— THE PROBLEM —
Set every record down verbatim and omit the pictures.

(Some records)
--------

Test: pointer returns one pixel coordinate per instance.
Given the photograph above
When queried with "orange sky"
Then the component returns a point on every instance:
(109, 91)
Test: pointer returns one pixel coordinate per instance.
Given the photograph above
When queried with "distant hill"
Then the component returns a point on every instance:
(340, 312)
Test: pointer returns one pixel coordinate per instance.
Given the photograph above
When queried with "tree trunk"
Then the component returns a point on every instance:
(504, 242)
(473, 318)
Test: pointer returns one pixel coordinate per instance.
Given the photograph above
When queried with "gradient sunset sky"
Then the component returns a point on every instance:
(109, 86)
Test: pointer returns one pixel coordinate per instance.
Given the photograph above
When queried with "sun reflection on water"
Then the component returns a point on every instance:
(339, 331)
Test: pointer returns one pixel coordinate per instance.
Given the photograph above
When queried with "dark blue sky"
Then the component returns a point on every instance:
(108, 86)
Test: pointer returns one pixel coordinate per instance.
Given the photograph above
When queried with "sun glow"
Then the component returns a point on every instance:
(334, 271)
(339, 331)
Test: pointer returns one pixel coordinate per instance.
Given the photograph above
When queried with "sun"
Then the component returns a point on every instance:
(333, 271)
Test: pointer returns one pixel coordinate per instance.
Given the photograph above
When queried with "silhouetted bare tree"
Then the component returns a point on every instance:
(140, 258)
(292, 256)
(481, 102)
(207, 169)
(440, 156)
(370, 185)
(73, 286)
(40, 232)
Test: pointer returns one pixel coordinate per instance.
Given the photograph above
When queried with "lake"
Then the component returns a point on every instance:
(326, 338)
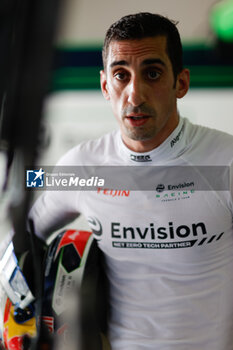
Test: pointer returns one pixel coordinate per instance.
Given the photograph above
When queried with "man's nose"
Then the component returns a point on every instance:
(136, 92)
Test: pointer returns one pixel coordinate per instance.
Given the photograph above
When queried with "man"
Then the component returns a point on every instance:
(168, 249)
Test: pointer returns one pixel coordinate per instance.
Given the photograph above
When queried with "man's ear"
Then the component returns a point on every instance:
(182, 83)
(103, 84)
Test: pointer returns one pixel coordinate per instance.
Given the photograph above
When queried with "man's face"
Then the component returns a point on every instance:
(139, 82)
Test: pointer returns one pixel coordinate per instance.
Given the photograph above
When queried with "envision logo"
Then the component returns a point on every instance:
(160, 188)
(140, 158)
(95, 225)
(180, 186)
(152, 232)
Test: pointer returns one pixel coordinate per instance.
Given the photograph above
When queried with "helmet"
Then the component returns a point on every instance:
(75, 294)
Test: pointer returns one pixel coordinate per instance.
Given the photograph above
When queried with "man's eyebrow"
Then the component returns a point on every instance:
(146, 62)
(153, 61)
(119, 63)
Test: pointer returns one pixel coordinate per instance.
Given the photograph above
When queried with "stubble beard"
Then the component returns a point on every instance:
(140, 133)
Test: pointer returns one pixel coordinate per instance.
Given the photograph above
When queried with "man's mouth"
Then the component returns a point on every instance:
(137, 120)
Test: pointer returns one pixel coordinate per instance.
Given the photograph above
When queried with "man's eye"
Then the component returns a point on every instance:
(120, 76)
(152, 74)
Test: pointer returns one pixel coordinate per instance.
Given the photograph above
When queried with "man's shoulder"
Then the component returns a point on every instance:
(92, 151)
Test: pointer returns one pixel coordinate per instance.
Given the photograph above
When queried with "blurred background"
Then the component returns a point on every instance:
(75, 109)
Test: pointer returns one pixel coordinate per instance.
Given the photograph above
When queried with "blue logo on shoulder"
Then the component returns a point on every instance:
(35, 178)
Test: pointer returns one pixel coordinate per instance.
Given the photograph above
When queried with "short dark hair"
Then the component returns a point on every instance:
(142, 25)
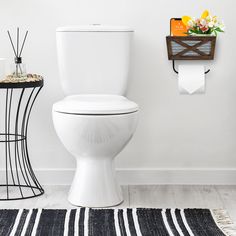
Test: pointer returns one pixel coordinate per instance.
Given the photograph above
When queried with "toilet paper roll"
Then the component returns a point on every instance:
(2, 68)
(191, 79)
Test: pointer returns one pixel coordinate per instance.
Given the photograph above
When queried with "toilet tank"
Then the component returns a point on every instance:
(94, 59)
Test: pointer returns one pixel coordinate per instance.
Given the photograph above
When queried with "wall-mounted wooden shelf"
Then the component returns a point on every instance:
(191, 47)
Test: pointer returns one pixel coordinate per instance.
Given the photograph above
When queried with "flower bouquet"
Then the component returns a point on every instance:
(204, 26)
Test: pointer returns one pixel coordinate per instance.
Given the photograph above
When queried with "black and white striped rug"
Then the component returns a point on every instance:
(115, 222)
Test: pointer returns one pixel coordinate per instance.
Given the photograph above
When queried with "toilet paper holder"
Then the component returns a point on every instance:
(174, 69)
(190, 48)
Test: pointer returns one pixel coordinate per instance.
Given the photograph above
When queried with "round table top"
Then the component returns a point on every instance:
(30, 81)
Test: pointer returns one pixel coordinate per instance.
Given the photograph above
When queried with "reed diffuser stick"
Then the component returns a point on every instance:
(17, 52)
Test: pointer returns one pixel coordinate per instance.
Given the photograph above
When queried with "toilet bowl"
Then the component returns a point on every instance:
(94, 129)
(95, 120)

--------

— RESPONSE TO THE TASK —
Test: pointer returns one pixel coordinate per instance.
Given the photograph above
When queried with "orange sky"
Then the component returns a point on every instance:
(109, 91)
Test: pointer returns one pixel coordinate per instance.
Given the photograph above
When queried with "distant hill"
Then the component returns a point on every instance:
(340, 312)
Test: pointer returns one pixel coordinate per instance.
Given the photograph above
When queried with "tree trunk"
Then the component returns a point on every instance:
(504, 242)
(473, 318)
Test: pointer returns one pixel coordinate per instance.
Given the photograph above
When queried with "gradient sunset sky"
Then the component returns a point on every instance:
(109, 86)
Test: pointer returns one pixel coordinate per instance.
Given the photograph above
When queried with "sun reflection on water"
Then the component returns a point on every instance:
(339, 331)
Test: pointer returns one pixel coordinate per instance.
Given the photograph above
When queried with "dark blue sky"
Then the component returns a point on every instance:
(108, 86)
Test: pointer returns one pixel coordinate per instance.
Given the photograph above
When queried with "sun glow"
Then the component returns a point on every instance:
(334, 271)
(339, 331)
Test: pointer returns one pixel coordinate per instance.
Given the photograph above
When queried with "sun"
Then the component returns a point on every instance:
(333, 271)
Test: pointer returns one pixel coordinate per instance.
Given the photograph above
When queried with "silhouetted bare tree"
Then the component returns a point on every instance:
(140, 258)
(292, 256)
(481, 102)
(207, 169)
(440, 156)
(370, 185)
(73, 286)
(40, 232)
Test: pointer returns one pixel coordinate per instance.
Given the photograph above
When queried with "lake"
Then the component returns a point on every instance:
(326, 338)
Test: pointer returns one pixel coordinate per instance.
Given the photograph above
When queried with "man's nose"
Then the component returns a point on every instance:
(136, 92)
Test: pointer returns one pixel coordinate per instance.
Given the photograph above
When queried with "man"
Then the component returns a point on every instance:
(168, 249)
Test: pointer returns one pixel coordinate per instance.
Given the photograph above
When queried with "man's ear"
Then the component returns a point on every instance:
(182, 83)
(103, 84)
Test: pointer returns one pixel coordinate per instance.
Given the photograph above
When queried with "man's face"
Then the component returns a point on every instance:
(139, 82)
Test: pointer returns one pixel coordinate per instance.
Given the photograph above
When queried with "envision logo"
Then the component returns a point on every instance:
(160, 188)
(140, 158)
(95, 225)
(180, 186)
(152, 232)
Test: pointer returns one pixel coordinate per instance.
Given the photograph above
When queried with "helmet"
Then the component returns a point on every instance:
(75, 294)
Test: pointer returns one pixel coordinate per instance.
Given the photograph above
When queried with "man's eyebrow"
Then the component returns a point on every instance:
(146, 62)
(153, 61)
(119, 63)
Test: pointer returns one pixel coordinate per instance.
Given the photograph above
When queried with "stubble beard"
Then the component returns a point on every instance:
(140, 133)
Test: pointer returns one pixel coordinate per instance.
Given the photograph above
When queried with "man's mouth"
Then the component returns a point on every instance:
(137, 120)
Test: pointer returns one pixel coordinate per instance.
Given the photograph above
When queried with "man's eye"
Then the component returns a point on every instance:
(120, 76)
(152, 74)
Test: pointer returns one pixel coordinate per instance.
Given the photograph above
When queried with "man's shoulder"
Then the component returns a point on every instance:
(92, 151)
Test: pointer returns one pixel coordinate per instance.
Given the photograph above
When queried with "blurred background"
Then the component returns a point on every instance:
(75, 109)
Test: pointer returns one pixel coordinate per instance.
Given the photograph above
When queried with "blue logo on shoulder"
Then the component returns a point on every instance:
(35, 178)
Test: pointer returns one pixel coordinate per instance.
Given the photograph above
When queried with "short dark hair"
Then the component returns a point on every instance:
(142, 25)
Test: pointer returns one pixel coordinate per instance.
Given the photograph above
When queried with "toilet paper roll"
Then the component returns a point on every instance:
(2, 68)
(191, 79)
Test: pointer returns one pixel coordinate per instance.
Given the photograph above
When queried with "toilet tank"
Then the component returns a point on every instance:
(94, 59)
Test: pointer returns one pixel coordinate per instance.
Given the photograph above
When queried with "wall-mounted wooden shelf"
Then the component returns a point on every instance:
(191, 47)
Test: pointer returns one pixel coordinate per instance.
Given the photograph above
When queried with "flower bouquet"
Then the component returns a point on every instance:
(204, 26)
Test: pointer returns one pixel coordinate per instance.
Given the photograph above
When queried with "black and white striped rug"
Then the component returns a point on every instance:
(115, 222)
Test: pointer returns one pixel coordinate per instance.
Given the photograph above
When queried with "toilet paper holder"
Then the component returns a point on every instance:
(174, 69)
(190, 48)
Test: pointer returns one pixel coordinate per instance.
Given the photograph above
When queried with "round table top"
Then the component returns a point on every instance:
(30, 81)
Test: pointer returns one pixel coordinate per instance.
Given the photograph above
When queried with "reed diffuser stick"
Then the component returns a point on every instance:
(17, 52)
Test: pointer returns one pixel coordinate per instance.
Given the photograph above
When queried with "toilet bowl"
Then the component returns a point on every instance:
(94, 129)
(95, 120)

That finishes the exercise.